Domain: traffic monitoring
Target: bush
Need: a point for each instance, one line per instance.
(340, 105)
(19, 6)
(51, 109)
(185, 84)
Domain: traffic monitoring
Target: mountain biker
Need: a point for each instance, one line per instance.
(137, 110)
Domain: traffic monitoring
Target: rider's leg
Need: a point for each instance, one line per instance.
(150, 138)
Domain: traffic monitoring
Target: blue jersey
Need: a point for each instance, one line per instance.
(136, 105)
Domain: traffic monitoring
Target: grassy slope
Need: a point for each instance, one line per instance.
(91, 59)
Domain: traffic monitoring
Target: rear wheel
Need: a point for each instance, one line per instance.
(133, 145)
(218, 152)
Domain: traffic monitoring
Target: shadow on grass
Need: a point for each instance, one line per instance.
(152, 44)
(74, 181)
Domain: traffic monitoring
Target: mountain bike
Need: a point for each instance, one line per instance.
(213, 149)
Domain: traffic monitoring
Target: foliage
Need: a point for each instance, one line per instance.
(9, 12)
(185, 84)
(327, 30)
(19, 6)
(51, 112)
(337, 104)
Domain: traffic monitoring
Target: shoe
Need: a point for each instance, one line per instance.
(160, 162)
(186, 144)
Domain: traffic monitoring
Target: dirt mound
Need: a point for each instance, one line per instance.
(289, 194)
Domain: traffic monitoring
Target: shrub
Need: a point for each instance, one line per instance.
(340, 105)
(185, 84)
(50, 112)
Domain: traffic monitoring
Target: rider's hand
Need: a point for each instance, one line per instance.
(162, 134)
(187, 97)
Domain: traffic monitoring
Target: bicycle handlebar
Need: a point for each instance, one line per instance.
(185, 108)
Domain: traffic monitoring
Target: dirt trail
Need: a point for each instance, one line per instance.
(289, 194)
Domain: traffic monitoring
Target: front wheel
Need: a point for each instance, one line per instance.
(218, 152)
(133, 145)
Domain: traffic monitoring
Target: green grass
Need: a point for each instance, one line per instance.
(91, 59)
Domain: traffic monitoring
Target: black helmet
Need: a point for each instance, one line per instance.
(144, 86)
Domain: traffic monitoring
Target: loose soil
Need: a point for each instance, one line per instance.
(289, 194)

# What you need to do:
The answer must be a word-for-word reproduction of every record above.

# Task output:
Domain: traffic monitoring
Target: bush
Need: a point for each instance, one line per instance.
(340, 105)
(19, 6)
(51, 109)
(185, 84)
Domain: traffic monitoring
Target: mountain biker
Need: a point for each instance, one line per instance.
(137, 110)
Domain: traffic monitoring
Target: rider's leg
Need: a point for each instance, one line per instance.
(150, 138)
Domain: traffic monitoring
Target: blue jersey
Need: a point for each instance, one line per instance.
(136, 105)
Domain: traffic monitoring
Target: grassy slope
Need: a point for each instance, one line per instance.
(91, 59)
Domain: traffic monitoring
Target: rear wheel
Need: a point for each instance, one line per instance.
(133, 145)
(218, 152)
Domain: traffic monitoring
Target: shadow on grass
Need: a point for each instance, one line per instance.
(152, 44)
(74, 181)
Domain: traffic monitoring
Target: mountain bike
Need: a point for each instance, one line per instance.
(213, 149)
Domain: traffic monitoring
Target: foliage
Need: a point for each instance, one line per instance.
(9, 12)
(185, 84)
(327, 30)
(19, 6)
(51, 112)
(337, 104)
Domain: traffic monitoring
Target: shoe
Need: a point for each instance, one line per instance.
(160, 162)
(186, 144)
Domain: traffic monitoring
Target: dirt mound
Need: a point for each instance, one line per instance.
(289, 194)
Domain: traffic monitoring
Target: shrub
Need: a point for each instance, one line per instance.
(340, 105)
(185, 84)
(50, 112)
Domain: traffic monitoring
Target: rider's hand
Need: a point for each instance, one line per instance.
(162, 134)
(187, 97)
Domain: traffic monitoring
Target: bicycle handlebar
Need: a point for each instance, one line per instance.
(185, 108)
Domain: traffic monitoring
Target: dirt trail
Need: a point for each instance, one line per instance.
(289, 194)
Domain: traffic monitoring
Target: front wheel
Need: a point for each instance, one line per instance.
(218, 152)
(133, 145)
Domain: traffic monitoring
Target: green grass
Need: a point for each instance, one line per instance.
(91, 59)
Domain: traffic monitoring
Target: black helmet
Need: a point for each instance, one line per instance.
(144, 86)
Domain: traffic monitoring
Target: loose soil
Need: a point for each instance, one line per instance.
(289, 194)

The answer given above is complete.